Apfel somehow found time to relax from his busy shooting schedule, telling newspapers he grew vegetables and roses, raised White Rock chickens, and collected antiques, armor, and firearms.

Though he moved around a lot, the press praised his work, with the June 1, 1918 Moving Picture World described him as “focusing on intimate views of modern life,” greatly improving World’s program with better acting, higher production values, and finer storytelling. Others described him as taking weak material and making it better, adding nuance, storytelling skill, camerawork, and the like to turn out high quality product. Picture Play magazine in 1918 declared that Apfel had taught DeMille the ins and outs of the film business, providing the technical and storytelling training on his road to success.

Selig Studios sought him out in 1918 to direct their ripped from the headlines story “Ravished Armenia,” later changed to “Auction of Souls,” based on young Aurora Mardiganian’s book about her Armenian family’s travails escaping the Turkish genocide and starring the young author. Shot at its Mission Road studio and on location throughout Southern California, the film perhaps represents Apfel’s masterpiece, though only 20 minutes remains today, mixed in with a thirty-year-old Armenian film. What remains is incredibly powerful and moving.

Mardiganian relived the horrors her family endured onscreen, with remarkably realistic footage of she and other young women’s degradation and exploitation recorded, along with the physical torture and punishments many suffered, including hanging from the cross. Director Apfel told the Morning Telegraph, “This picture stands as a monument to truth – its cry is far-reaching and nothing that is true should be too horrible to depict.”

The film earned virtual unanimous praise. Exhibitors Herald’s May 1919 review stated, “It is an offering for the serious-minded and the thoughtful,” “never vulgar or obscene,” and “It is a picturization of one of the saddest pages of modern history.” They also called it spectacular. Apfel’s incredibly powerful and intense film appeared almost as realistic documentary footage in its depictions of massacres, death marches, atrocities, and sexual degradation, offering attractions both to the high-minded and those seeking out sensationalism.

Oct. 28, 1917, Los Angeles Times

After this great success, Apfel again returned to World Film in Fort Lee, New Jersey, with a three year contract to create films released as Apfel Productions, directing many of Evelyn Greeley’s films like “The Oakdale Affair,” which featured Reginald Denny in his first American role, and “Mandarin’s Gold,” one of Warner Oland’s first appearances in yellowface.

Information provided:
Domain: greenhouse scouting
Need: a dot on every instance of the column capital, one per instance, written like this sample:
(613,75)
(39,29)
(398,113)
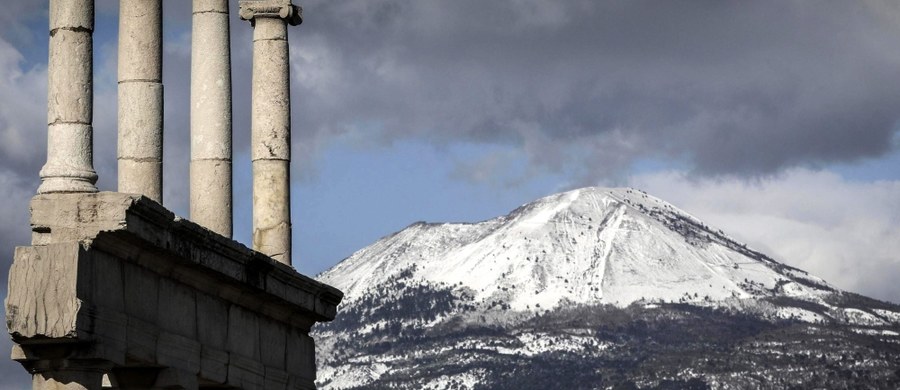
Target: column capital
(252,9)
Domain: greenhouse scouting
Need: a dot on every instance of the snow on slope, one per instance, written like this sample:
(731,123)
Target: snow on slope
(591,245)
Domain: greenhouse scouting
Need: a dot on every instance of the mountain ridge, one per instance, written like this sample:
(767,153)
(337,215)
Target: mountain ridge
(594,288)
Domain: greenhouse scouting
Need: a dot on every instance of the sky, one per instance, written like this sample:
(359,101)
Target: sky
(774,120)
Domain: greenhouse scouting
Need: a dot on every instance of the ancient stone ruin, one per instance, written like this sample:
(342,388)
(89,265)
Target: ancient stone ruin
(115,290)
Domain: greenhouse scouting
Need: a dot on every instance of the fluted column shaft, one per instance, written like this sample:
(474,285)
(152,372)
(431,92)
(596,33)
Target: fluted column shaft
(211,151)
(70,103)
(140,98)
(271,125)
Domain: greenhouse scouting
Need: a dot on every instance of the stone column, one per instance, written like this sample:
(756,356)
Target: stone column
(271,124)
(211,194)
(140,98)
(70,103)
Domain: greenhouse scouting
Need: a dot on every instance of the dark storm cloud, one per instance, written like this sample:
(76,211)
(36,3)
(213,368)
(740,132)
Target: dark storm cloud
(730,87)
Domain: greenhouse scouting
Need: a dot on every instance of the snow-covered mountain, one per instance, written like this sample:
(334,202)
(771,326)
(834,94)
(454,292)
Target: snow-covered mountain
(542,281)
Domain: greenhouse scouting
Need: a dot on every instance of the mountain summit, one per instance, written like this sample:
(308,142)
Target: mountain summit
(538,284)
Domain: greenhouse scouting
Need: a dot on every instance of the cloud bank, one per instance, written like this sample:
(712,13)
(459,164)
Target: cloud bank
(723,88)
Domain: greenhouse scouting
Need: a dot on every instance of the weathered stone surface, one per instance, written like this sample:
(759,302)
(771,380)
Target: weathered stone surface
(42,297)
(213,364)
(272,209)
(70,77)
(272,344)
(178,352)
(243,332)
(120,280)
(276,379)
(211,138)
(72,14)
(248,374)
(301,352)
(140,98)
(140,40)
(70,97)
(211,195)
(270,148)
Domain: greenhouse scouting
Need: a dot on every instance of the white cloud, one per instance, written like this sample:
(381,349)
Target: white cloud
(841,230)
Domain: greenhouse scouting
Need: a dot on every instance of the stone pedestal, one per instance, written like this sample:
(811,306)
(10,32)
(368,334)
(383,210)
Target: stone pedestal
(114,283)
(140,98)
(271,125)
(211,193)
(70,103)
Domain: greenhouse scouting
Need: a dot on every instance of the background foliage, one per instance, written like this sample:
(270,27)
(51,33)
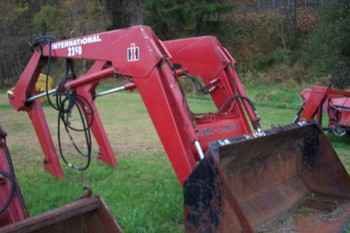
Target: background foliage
(291,42)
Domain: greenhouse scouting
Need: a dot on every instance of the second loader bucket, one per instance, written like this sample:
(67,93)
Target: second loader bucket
(289,181)
(87,215)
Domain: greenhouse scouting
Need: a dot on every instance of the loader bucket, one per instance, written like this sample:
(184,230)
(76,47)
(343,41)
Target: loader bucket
(289,181)
(87,215)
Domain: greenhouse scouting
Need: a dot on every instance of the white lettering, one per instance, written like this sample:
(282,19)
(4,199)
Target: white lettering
(76,42)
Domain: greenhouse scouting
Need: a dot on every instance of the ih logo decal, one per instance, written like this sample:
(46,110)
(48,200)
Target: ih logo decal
(133,53)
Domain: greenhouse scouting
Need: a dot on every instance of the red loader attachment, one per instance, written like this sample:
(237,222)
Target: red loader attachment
(290,180)
(12,207)
(88,215)
(237,178)
(318,100)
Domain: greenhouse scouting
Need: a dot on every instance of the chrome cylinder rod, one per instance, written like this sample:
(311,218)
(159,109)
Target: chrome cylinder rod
(110,91)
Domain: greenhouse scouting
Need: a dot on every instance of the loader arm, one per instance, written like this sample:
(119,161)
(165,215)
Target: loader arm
(137,53)
(206,58)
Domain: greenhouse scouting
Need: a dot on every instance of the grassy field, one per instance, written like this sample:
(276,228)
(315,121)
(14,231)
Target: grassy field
(142,191)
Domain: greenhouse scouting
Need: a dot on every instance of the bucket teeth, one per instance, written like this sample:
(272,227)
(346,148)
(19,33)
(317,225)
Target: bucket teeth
(247,184)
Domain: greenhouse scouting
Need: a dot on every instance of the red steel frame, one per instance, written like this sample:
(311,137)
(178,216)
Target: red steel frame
(16,210)
(316,100)
(150,65)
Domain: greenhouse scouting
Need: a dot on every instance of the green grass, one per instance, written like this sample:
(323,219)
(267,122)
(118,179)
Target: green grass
(142,191)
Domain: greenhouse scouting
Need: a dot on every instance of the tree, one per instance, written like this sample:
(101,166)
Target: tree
(124,13)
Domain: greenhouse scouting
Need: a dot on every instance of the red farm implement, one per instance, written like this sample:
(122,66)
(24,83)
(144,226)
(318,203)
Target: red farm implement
(335,102)
(88,214)
(236,177)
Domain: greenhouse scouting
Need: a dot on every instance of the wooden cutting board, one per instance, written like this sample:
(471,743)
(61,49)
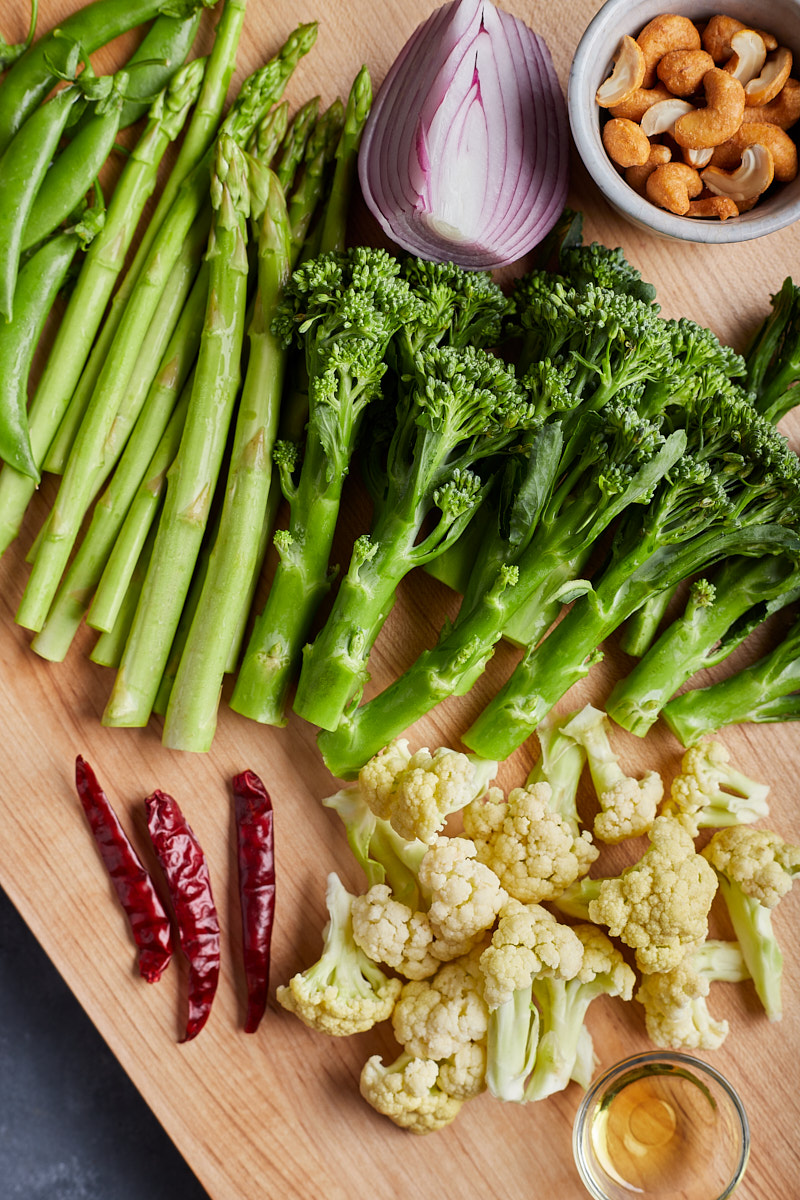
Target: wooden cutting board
(280,1113)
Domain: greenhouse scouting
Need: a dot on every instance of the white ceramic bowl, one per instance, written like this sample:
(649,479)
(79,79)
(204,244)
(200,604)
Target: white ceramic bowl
(593,63)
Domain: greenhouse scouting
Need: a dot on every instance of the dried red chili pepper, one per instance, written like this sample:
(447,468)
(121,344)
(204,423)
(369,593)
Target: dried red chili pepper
(190,886)
(256,855)
(132,883)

Problem description: Carry on the passage on Apfel's directing career from its last sentence. The data is separate material and has no connection to the passage on Apfel's directing career.

Right answer:
After a couple of years, however, Apfel decided to establish his own company, called Oscar Apfel Productions, but instead of taking up with a major distributor, he sought out states-rights releases, a major mistake. Studios were purchasing theatres and establishing their own distribution chains to control their product, taking most of the major theatres off the market to states’ rights releases, mostly dooming them at the box office. His talent preceded him, with the June 26, 1921 New York Times describing him successfully directing everything from train and ship wrecks to car chases, airplane rescues, and explosions, while creating strong stories told through fine camerawork and acting.

In 1922 after his company failed, Apfel found himself in Holland shooting “Bulldog Drummond” with Carlyle Blackwell for a Dutch company. He then freelanced for a variety of companies, shooting a few films for Viola Dana at Metro and for First National, gradually descending to directing for poverty row westerns. While he still received fine notices for his work, lower film receipts meant that only small companies seeked him out for directing work.

During this time Apfel turned to the stage and writing. In 1923, he penned the play, “Morphine,” a tale of a grieving mother who turns to drugs upon the death of her baby and a husband trying to build on that to leave for his mistress. Apfel starred in the film onstage and received fine notices in the LA Times. He also wrote vaudeville sketches for film stars going on the road.

May 20, 1923, Los Angeles Times

Oscar Apfel in “Morphine,” Los Angeles Times, May 20, 1923.



Seeing the writing on the wall, Apfel turned to film acting in 1926, concentrating his career here by 1928 as did many other former silent film directors like Henry Kolker, James Kirkwood, Emile Chautard, and the like. Appearing in the successful road tour of the stage play “The Royal Family” with Fredric March in 1928 also assisted his transition, as many heard his good speaking voice and fine acting skills. Thanks to his long career, many producers sought out his work, and he played a wide variety of supporting roles, many uncredited, from kindly father figures to scheming businessmen in such films as “the Texan,” “Five Star Final,” “Shopworn,” “the Famous Ferguson Case,” “Skyscraper Souls,” and “Only Yesterday.” He often received credit in stories for his appearances, some praising his acting.

Like many of these other silent film directors or actors, Apfel and his colleagues saw themselves pushed out for younger, newer stars willing to accept less pay and offering something new to audiences. Their age also pushed them into smaller, secondary character parts, as most leads focused on younger and more attractive people.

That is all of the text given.